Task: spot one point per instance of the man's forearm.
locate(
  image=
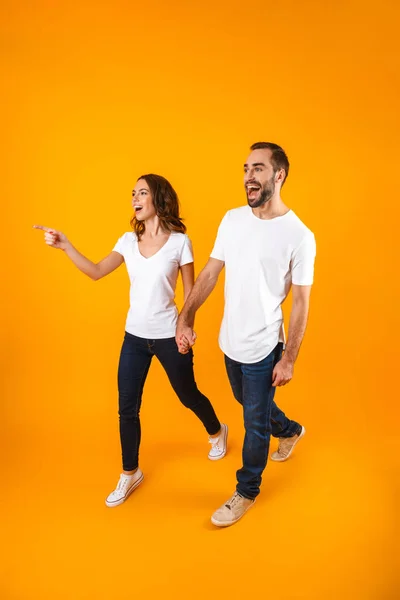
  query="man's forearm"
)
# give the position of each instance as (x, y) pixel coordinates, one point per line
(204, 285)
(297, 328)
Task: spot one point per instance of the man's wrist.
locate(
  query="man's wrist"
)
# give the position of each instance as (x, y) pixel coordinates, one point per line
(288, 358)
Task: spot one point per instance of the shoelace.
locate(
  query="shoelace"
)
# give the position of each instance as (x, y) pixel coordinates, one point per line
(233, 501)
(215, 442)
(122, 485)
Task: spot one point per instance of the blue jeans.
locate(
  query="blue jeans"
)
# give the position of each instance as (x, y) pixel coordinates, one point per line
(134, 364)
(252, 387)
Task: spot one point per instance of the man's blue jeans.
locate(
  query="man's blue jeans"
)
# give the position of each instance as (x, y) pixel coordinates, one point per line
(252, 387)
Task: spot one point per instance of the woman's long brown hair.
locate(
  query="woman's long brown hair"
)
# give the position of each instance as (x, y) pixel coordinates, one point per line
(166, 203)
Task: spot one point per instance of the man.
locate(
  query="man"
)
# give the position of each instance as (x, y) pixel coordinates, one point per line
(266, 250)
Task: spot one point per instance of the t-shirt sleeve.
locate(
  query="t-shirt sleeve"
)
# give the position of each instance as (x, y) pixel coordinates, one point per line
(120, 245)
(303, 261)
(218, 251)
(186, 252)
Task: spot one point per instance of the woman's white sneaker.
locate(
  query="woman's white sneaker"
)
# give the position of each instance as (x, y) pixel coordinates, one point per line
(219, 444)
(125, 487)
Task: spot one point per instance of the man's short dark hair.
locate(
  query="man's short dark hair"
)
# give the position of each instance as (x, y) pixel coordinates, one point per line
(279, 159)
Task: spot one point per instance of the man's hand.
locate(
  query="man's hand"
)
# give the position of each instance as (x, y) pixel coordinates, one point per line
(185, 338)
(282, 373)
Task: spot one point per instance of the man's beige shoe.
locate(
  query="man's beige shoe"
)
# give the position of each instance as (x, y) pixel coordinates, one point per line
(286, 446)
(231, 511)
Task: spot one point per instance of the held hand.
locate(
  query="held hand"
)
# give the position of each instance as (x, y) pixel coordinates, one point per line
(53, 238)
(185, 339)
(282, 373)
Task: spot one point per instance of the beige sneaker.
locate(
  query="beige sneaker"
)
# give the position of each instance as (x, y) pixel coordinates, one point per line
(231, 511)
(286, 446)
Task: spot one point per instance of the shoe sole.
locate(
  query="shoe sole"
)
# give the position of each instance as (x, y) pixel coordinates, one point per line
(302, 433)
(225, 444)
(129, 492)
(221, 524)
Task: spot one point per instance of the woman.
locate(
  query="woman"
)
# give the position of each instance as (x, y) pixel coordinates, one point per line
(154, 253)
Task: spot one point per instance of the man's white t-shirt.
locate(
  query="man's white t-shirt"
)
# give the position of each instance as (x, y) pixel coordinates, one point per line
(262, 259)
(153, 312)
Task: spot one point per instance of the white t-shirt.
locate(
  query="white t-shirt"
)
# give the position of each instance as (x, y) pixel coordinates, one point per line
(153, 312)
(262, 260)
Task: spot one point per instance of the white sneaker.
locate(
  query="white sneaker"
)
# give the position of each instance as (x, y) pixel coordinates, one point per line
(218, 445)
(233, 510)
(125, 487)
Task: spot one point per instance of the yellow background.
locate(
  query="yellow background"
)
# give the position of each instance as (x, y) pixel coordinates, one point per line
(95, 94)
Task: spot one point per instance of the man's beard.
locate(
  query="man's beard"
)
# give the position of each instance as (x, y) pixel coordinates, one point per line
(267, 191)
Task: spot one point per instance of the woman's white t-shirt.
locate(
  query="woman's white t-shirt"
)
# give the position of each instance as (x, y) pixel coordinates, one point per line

☆ ☆ ☆ ☆ ☆

**Do this:**
Set down, word for word, every line from the line that holds "Task: spot one point per instance of the yellow" to the end of the entries above, including both ends.

**Response to the task:**
Task: spot one point per instance of the yellow background.
locate(
  query="yellow background"
)
# give the position of each instance as (x, y) pixel coordinates, one point per line
(95, 94)
Task: spot one point per instance of the man's beard.
locate(
  query="man's beard"
)
# give the position of each instance as (x, y) pixel coordinates, one point per line
(267, 191)
Task: spot one point per instance of the woman's white t-shirt.
locate(
  query="woman's white t-shirt"
)
# give the position of each instance as (x, y) pixel coordinates, one point per line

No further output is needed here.